(Given information)
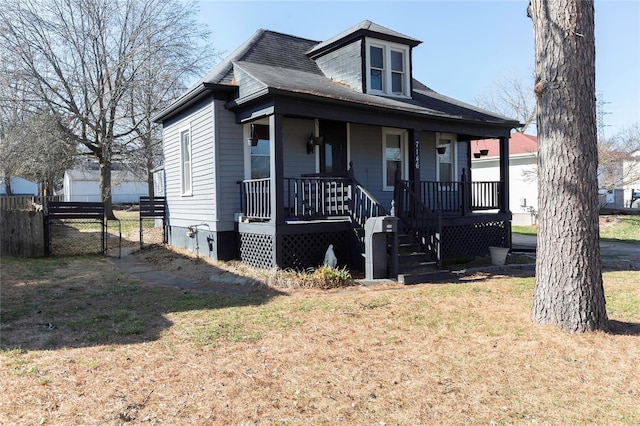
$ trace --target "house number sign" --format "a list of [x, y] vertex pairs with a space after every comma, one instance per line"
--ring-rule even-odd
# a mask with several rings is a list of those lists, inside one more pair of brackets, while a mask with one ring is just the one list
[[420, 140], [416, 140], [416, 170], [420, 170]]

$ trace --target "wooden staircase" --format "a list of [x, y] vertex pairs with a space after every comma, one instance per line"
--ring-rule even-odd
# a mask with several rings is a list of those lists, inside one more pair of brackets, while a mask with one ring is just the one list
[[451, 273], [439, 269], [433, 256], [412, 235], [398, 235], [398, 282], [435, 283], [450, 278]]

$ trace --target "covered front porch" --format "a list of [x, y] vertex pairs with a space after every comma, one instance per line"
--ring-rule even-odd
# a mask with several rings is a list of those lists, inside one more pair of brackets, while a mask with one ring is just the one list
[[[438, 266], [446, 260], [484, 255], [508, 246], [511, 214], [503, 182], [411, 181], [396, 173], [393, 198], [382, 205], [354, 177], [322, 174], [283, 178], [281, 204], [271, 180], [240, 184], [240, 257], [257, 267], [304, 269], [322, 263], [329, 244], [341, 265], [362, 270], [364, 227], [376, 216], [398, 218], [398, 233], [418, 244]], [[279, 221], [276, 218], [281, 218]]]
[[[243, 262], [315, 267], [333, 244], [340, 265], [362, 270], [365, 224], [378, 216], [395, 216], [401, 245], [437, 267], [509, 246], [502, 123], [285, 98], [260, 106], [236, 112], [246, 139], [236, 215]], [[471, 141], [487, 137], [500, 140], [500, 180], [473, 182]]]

(Action item) Report how many lines in the material contain the word "after", writing the number and nothing more.

(Task solution) 3